• CONSEGNA 1: Riscrivi i record dalla riga che contiene "outline white garage door" fino alla fine dei record, inclusa quella riga, sostituendo "white" con "gray" e lasciando invariato tutto il resto.
═══ TESTO ESTRATTO ═══
Il cambio di punto di vista, quello dei torturatori, che per lo meno aggiunge uno strato al film.

Già perché non so illuminato da quale stella, Eli Roth qui decide di scegliere come protagoniste tre ragazze, per la prima volta nel suo cinema il regista si immedesima con qualcuno diverso da lui, giocandosi tre personaggi che malgrado la voglia di festa, non sono proprio tre idioti che sembrano usciti da un remake di “Porky’s” e che soprattutto non passano l’intero primo atto del film e buona parte del secondo a sbavare dietro a delle notevoli figone. Nel primo Hostel, quando la violenza arrivava, lo faceva tardi, con una soluzione quasi frettolosa alla vicenda, come se le strappone nude fossero il fuoco del film più che l’orrore. Con “Hostel – Part II” Roth bilancia meglio le parti che compongono il film, senza tre maschietti infoiati funziona tutto meglio, anche il secondo omaggio al nostro cinema, il merito va a Roth per aver convinto Edwige Fenech a tornare a recitare, anche se nella piccola parte dell’insegnante di nudo artistico. Non so voi, ma non riesco a pensare ad un ruolo più geniale per l’attrice!

«Li vedi quelli laggiù? Sono tutti tuoi vecchi fan», «Dove? Non li vedo», «Tranquilla, nemmeno loro»

Oltre alle tre protagoniste e il treno pieno di romanisti, quello che funziona è il parallelo, per la prima volta vediamo i torturatori, a partire dalla divertente scena dell’asta a distanza a colpi di rilanci al cellulare. Stuart (Roger Bart) e Todd (Richard Burgi) sono due stereotipi in tutto e per tutto, la continuazione dell’idea base di Roth, quella di utilizzare “Hostel” anche per fare satira dei propri connazionali all’estero, ma se la rappresentazione dell’ostello in Slovacchia resta la stessa, becerissima e piena di cliché (torna anche la leccata di culo a Tarantino, possibile che in tv da quelle parti passino sempre Pulp Fiction?), per lo meno siamo messi davanti all’arco narrativo dei personaggi, il timidone e lo spavaldo che per certi versi, non è impossibile intuire la loro telefonatissima svolta, ma tutto questo ci permette finalmente di avere dei personaggi e non delle figurine, quindi quando si soffre – in questo film si soffre parecchio – lo si fa per personaggi che hanno il minimo sindacale di riuscito spessore.

Il messaggio di Roth poi sarà anche scritto con il pennarellone a punta grossa (coloro rosso, sangue, per stare in tema) ma c’è, un METAFORONE che parla anche di capitalismo, ci sono martelli sparsi in giro e sicuramente c’è una falce, quella che utilizza la signora Bathory (nome non scelto a caso) in una complessa tortura molto cormaniana che vede come protagonista una volenterosa Heather Matarazzo, appesa a testa in giù senza vestiti per ore per girare quel bagno di sangue. Letteralmente! (storia vera).

METAFORONI e dove trovarli.
═══
• CONSEGNA 2: Trascrivi parola per parola il passo del testo estratto che va da "Il messaggio di" fino a "Letteralmente! (storia vera)." compreso.
═══ DATI FORNITI ═══
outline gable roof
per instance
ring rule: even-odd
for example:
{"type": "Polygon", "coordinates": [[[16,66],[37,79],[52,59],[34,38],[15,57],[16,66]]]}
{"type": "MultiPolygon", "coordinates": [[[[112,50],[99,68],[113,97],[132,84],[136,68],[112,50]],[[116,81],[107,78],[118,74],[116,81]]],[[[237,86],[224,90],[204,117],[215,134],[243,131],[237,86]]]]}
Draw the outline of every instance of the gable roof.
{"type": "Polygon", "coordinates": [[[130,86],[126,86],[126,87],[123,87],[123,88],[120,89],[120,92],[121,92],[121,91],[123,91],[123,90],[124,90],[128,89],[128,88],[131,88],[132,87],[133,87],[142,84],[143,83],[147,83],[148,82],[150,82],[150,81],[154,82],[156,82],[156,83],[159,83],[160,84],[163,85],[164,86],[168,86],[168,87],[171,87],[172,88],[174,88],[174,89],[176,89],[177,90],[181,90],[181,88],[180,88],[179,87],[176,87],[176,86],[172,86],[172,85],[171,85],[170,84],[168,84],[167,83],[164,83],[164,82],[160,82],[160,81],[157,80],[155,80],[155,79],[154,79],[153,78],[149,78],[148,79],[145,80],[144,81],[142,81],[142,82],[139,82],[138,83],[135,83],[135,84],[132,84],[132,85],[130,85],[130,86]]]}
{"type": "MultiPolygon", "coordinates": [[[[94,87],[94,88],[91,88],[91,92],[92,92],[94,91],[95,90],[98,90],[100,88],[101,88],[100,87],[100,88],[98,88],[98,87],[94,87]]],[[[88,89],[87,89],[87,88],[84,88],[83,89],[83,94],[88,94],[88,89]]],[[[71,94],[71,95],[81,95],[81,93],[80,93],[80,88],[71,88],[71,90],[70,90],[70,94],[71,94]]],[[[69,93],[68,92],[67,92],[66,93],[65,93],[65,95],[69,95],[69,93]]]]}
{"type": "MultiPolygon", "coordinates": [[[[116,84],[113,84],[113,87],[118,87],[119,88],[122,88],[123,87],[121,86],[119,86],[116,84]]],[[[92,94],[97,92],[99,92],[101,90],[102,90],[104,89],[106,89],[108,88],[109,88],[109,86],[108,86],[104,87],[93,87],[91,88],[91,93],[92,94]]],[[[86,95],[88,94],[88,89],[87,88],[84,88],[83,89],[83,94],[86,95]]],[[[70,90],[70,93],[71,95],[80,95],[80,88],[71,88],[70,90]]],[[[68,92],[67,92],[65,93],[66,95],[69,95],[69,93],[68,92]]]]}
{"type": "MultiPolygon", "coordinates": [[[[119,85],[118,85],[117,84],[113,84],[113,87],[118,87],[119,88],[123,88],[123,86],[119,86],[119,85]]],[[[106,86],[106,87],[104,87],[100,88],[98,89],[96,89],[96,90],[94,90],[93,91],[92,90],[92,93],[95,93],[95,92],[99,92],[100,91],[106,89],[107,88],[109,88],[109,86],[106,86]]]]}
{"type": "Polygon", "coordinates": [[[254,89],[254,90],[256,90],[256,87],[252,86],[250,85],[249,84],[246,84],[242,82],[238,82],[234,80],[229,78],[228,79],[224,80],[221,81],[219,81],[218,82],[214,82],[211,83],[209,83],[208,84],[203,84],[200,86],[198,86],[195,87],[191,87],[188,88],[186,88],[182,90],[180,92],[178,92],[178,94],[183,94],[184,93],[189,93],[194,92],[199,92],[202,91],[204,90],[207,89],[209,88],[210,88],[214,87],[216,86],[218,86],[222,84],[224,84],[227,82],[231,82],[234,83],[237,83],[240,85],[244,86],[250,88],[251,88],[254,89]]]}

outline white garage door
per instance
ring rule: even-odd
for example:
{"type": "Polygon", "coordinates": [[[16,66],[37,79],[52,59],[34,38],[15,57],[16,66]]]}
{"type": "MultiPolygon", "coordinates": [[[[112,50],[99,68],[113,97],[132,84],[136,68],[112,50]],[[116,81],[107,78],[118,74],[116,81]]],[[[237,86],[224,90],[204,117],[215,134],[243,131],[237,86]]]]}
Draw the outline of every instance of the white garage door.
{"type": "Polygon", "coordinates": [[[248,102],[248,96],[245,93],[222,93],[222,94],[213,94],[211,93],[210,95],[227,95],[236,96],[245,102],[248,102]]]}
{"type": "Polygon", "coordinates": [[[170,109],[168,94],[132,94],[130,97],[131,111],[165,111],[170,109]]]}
═══
• RISULTATO ATTESO 1:
outline gray garage door
per instance
ring rule: even-odd
for example:
{"type": "Polygon", "coordinates": [[[16,66],[37,79],[52,59],[34,38],[15,57],[16,66]]]}
{"type": "MultiPolygon", "coordinates": [[[[112,50],[99,68],[113,97],[132,84],[136,68],[112,50]],[[116,81],[107,78],[118,74],[116,81]]],[[[237,86],[224,90],[204,117],[215,134],[243,131],[237,86]]]]}
Draw the outline of every instance of the gray garage door.
{"type": "Polygon", "coordinates": [[[248,102],[248,96],[245,93],[222,93],[222,94],[213,94],[211,93],[210,95],[227,95],[236,96],[245,102],[248,102]]]}
{"type": "Polygon", "coordinates": [[[170,109],[168,94],[132,94],[130,97],[131,111],[165,111],[170,109]]]}

• RISULTATO ATTESO 2:
Il messaggio di Roth poi sarà anche scritto con il pennarellone a punta grossa (coloro rosso, sangue, per stare in tema) ma c’è, un METAFORONE che parla anche di capitalismo, ci sono martelli sparsi in giro e sicuramente c’è una falce, quella che utilizza la signora Bathory (nome non scelto a caso) in una complessa tortura molto cormaniana che vede come protagonista una volenterosa Heather Matarazzo, appesa a testa in giù senza vestiti per ore per girare quel bagno di sangue. Letteralmente! (storia vera).